• QUESTÕES DE ESTUDO:
A) De acordo com o texto sobre a morte, quais são os dois tipos de morte que se podem considerar quando a morte é entendida como a perda da alma?
B) Redija a continuação do texto sobre a morte a partir de sua última frase.

• TRECHO PARA LEITURA:
───
O opaco da morte
“Come break me down/ Bury me, bury me/ I am finished with you.” The Kill – 30 Seconds to Mars
Quando meu pai estava com câncer terminal tive certeza de que ele não sobreviveria quando, olhando nos olhos dele, não conseguia ver mais brilho algum, como se não houvesse mais vida a ser gasta. Depois disso passei a ter a crença pessoal de que a vida tem um certo brilho especial que se revela através do olhar, como se transparecesse a presença da alma. Verdade ou não a morte parece ser uma coisa opaca e misteriosa, apesar de ser a única certeza de nossas vidas.
Muitas religiões consideram que a alma é o que dá a vida. Se a morte é a perca da alma, então podemos considerá-la de dois tipos: podemos morrer fisicamente, ou deixar que o a morte nos tome ainda em vida, tornando-nos mortos em essência.
Quanto à morte física não há muito que dizer. Somos mortais, independente se acreditamos em vida após a morte ou não, todos nós teremos o mesmo destino do fim carnal. Observo que quanto mais velhos, menos vigor há no olhar. Isso ocorre não só pela vista que fica mais seca e debilitada com a idade, mas também pelo desgaste em que a pessoa passa. Há idosos e doentes que nunca perdem esse brilho e até o último dia de suas vidas permanecem com eles, em outros essa mudança é perceptível. O corpo se cansa, o peso da experiência de vida se torna maior, a vida vai esvaindo de forma incerta ou mais ou menos certa até que o dia do descanso chegue.
Porém o que mais preocupa é aquela morte não ligada ao físico. É quando, mesmo vivos, se permite morrer por dentro. Passa-se a viver sem motivação e esperando, e até desejando, que a morte se antecipe para acabar logo com algo que já parece sentenciado. E assim perdem gradativamente o brilho no olhar as pessoas depressivas, viciadas em drogas, que perdem os valores pessoais ou que negligenciam um cuidado interno (falta de amor próprio). O cuidado da alma é cada vez mais esquecido, deixado como questão de pouca importância. A morte ‘do eu’ é uma morte silenciosa que vem espantosamente aumentando entre a população. Uma morte grave e perigosa, mas que, se cuidadosamente tratada, pode ser reversível.
───
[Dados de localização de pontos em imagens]

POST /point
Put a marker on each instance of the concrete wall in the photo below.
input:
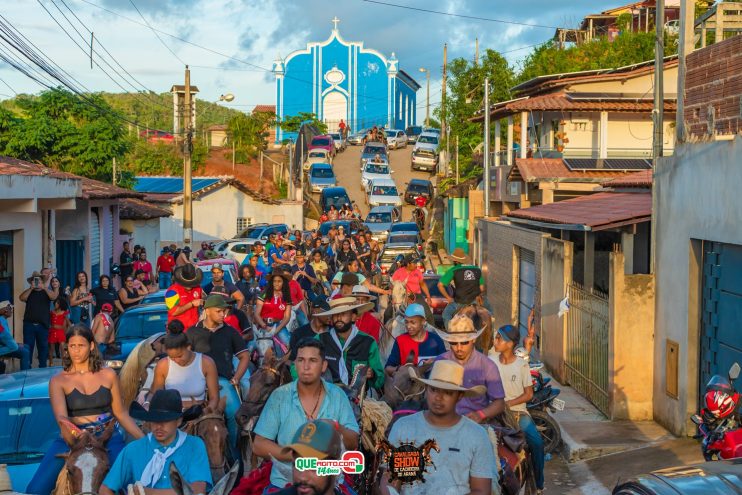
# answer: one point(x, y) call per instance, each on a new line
point(556, 274)
point(630, 343)
point(709, 171)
───
• RESPOSTAS ÀS TAREFAS:
A) Morrer fisicamente ou deixar que a morte nos tome ainda em vida, tornando-nos mortos em essência.

B)
Hoje a ciência consegue claramente associar problemas sociais e emocionais ao surgimento de doenças fatais e cada vez mais destacadas como principais causas de morte na atualidade. Assim podemos observar o grande número de casos de câncer, problemas cardíacos e de pressão alta, doenças neurais, disfunções hormonais, dentre outros, que estão direta ou indiretamente relacionados a este descuido pessoal. Estas pessoas são tomadas pela angústia que pode evoluir de tal forma a incentivar a tirada da própria vida como alternativa cega de libertação. Ou, ainda, desistem de si mesmas e, não tendo coragem de optar pela morte rápida executada por si mesma, permitem que o caso evolua até uma doença, ou que se afunde mais em coisas que a maior prazo também levam ao padecimento do corpo. E assim vaga muitas pessoas que andam, comem, conversam… mas que não possuem mais o brilho da alma; estão vazias de sentido e de um motivo para continuarem vivendo.
Infelizmente muitas pessoas andam falecendo não só fisicamente, mas também (e principalmente) emocionalmente/espiritualmente. Se esvaziam sem se dar conta, se vendendo por pouco e se rendendo à paixões desordenadas. Quando detectamos esta falha o estrago pode estar feio, a recuperação difícil e a morte praticamente iminente. É primordial e não se pode permitir os sequestros na alma, o roubo de nossos valores, nossas alegrias e direitos. O cuidado e reversão da situação pode estar na busca por apoio médico e psicológico, a interação familiar e social e, principalmente, a percepção de quão valiosos somos e de nossos potenciais de lutarmos pelos nossos sonhos e a felicidade. Pode haver várias alternativas, mas há uma única decisão que deve partir da própria pessoa, a decisão de manter ardente o brilho no olhar e o de não permitir que esse brilho seja retirado ou desperdiçado em nós mesmos e nos demais.
Que não percamos esse brilho nos olhos, o gosto pela vida e pelo viver bem. Que o opaco da morte possa nos tomar por ser a hora certa e não porque chamamos antecipadamente pelo seu nome.
Bjus… A Pequenininha
Ps: Não voltei ainda a atuar como blogueira, apenas tive uma breve inspiração para a escrita e quis compartilhar com vocês.